__APPLY WHAT YOU READ__
[a] Rewrite the text on structural health monitoring, everything from "Campus Access Thesis" down to "developing SHM methods.", with "structural integrity" changed to "structural soundness".
[b] Carry the text on structural health monitoring forward from the point where it stops.

Date of Award

1-1-2011

Document Type

Campus Access Thesis

Department

Mechanical Engineering

First Advisor

Victor Giurgiutiu

Abstract

The field of structural health monitoring (SHM) is a fast-growing field that is extending into many industries. SHM uses a set of sensing elements permanently attached to or embedded in the structure in order to effectively monitor its structural integrity, detect and quantify damage that develops during the entirety of its life. Effective SHM will not only increase the safety of structures, it will also limit the amount of manual, error prone inspections that currently dominate the field. Over the past several decades, much work has been done in developing SHM methods.

Composite materials are at the leading edge of material selection for many types of structures, offering a high strength to weight ratio resulting in a better performance. As the use of composite materials becomes more prevalent, especially in human-rated structures, the need to have an accurate measure of the damage present in the material is important. Due to their intrinsic anisotropic and heterogeneous properties, SHM for composite structures face a lot of challenges.

__RECORDED INFORMATION__
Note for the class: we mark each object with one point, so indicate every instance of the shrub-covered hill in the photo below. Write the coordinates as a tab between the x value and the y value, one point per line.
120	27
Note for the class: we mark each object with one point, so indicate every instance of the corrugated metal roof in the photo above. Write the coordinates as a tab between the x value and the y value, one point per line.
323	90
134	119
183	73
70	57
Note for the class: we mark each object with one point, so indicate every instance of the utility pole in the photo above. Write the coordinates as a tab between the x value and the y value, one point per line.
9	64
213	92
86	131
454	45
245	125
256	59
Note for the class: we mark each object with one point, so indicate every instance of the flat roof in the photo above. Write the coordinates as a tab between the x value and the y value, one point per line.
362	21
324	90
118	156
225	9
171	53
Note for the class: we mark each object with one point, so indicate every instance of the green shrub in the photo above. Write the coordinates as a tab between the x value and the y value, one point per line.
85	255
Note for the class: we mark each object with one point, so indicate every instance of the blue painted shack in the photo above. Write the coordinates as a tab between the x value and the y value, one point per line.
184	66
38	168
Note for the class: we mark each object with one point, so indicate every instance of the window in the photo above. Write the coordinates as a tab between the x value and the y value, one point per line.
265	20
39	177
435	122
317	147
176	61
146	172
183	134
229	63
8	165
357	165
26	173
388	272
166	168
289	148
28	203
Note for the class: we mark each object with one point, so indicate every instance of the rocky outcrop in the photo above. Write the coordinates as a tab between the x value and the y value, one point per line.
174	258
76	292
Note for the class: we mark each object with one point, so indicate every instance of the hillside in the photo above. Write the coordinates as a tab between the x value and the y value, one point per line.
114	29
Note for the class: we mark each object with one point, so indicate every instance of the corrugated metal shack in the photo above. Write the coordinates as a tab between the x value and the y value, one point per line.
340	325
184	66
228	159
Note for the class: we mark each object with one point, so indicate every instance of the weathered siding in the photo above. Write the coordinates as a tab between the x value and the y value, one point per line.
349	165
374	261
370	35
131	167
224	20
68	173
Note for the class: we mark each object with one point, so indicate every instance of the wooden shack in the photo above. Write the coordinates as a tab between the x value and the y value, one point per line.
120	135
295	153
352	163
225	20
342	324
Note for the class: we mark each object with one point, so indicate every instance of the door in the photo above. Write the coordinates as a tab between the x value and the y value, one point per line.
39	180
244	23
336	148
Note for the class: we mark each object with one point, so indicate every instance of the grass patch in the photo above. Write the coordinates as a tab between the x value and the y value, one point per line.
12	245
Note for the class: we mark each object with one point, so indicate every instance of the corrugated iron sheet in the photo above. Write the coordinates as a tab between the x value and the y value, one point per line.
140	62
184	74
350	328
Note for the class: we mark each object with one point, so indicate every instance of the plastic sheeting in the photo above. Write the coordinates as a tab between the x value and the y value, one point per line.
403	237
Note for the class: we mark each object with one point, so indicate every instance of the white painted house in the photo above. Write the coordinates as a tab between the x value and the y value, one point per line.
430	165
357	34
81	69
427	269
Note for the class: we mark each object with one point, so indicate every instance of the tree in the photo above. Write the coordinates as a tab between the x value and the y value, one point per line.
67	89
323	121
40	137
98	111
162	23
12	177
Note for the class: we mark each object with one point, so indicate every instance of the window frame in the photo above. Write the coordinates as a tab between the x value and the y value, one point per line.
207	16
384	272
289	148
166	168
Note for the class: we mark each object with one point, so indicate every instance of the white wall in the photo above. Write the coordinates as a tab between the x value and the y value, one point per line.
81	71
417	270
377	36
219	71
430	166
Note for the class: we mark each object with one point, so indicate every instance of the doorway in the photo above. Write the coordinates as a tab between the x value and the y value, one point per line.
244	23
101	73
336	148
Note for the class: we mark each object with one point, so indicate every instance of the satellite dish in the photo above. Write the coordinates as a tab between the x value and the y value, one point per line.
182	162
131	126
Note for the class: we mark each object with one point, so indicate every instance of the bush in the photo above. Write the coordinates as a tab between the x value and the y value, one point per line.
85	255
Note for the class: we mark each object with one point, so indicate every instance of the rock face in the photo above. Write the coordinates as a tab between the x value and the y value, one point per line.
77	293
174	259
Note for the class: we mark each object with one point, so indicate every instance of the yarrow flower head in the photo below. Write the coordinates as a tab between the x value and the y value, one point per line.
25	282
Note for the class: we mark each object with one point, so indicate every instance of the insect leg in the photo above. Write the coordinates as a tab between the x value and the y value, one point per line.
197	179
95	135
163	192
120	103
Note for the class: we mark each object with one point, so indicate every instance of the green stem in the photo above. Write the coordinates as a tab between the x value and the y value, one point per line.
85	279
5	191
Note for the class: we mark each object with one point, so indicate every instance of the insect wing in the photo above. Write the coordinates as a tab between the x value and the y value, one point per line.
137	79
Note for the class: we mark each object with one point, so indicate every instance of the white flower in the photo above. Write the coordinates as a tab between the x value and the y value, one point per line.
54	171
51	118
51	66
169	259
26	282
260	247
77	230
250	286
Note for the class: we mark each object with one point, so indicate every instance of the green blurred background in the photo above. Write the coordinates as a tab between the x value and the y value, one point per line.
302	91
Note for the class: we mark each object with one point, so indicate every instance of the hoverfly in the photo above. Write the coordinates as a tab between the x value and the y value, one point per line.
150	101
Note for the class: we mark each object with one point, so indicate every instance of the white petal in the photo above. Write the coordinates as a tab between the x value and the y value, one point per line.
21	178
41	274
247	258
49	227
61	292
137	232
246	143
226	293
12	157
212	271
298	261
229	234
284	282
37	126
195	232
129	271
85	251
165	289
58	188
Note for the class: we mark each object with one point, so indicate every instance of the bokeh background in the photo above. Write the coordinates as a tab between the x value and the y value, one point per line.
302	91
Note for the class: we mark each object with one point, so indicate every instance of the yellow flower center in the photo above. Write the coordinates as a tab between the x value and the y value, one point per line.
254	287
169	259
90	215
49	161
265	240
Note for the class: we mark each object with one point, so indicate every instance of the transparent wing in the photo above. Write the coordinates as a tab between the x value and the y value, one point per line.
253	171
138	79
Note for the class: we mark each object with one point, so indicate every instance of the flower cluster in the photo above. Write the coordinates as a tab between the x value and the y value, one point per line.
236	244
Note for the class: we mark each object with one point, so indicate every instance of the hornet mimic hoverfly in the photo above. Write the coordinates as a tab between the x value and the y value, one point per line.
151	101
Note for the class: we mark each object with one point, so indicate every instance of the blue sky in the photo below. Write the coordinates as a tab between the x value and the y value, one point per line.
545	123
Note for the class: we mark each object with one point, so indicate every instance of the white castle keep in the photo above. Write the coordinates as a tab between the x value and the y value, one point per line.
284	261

__ANSWERS FOR EACH ITEM__
[a]
Campus Access Thesis

Department

Mechanical Engineering

First Advisor

Victor Giurgiutiu

Abstract

The field of structural health monitoring (SHM) is a fast-growing field that is extending into many industries. SHM uses a set of sensing elements permanently attached to or embedded in the structure in order to effectively monitor its structural soundness, detect and quantify damage that develops during the entirety of its life. Effective SHM will not only increase the safety of structures, it will also limit the amount of manual, error prone inspections that currently dominate the field. Over the past several decades, much work has been done in developing SHM methods.

[b]
This thesis is focused on studying the state of the art methods for damage detection and health monitoring on composites, as well as developing a novel active sensing method which utilizes the embeddable low-profile piezoelectric wafer active sensors (PWAS). PWAS utilize the piezoelectric principle to convert electric energy to mechanical energy or mechanical energy back to electrical energy. This type of sensor can be readily mounted on the existing structures or embedded into them during the manufacturing process without degrading the structural performance. Though the damage detection capabilities of PWAS have been proven effectively for metallic structures by other researchers, but a limited amount of work has been done on composites. This thesis explores the damage detection capabilities of the PWAS on composites using wave propagation as well as electromechanical impedance spectroscopy methods. The damage studied includes both material level damage and structural level damage. The self-diagnosis capability of the sensor has also been developed in this study.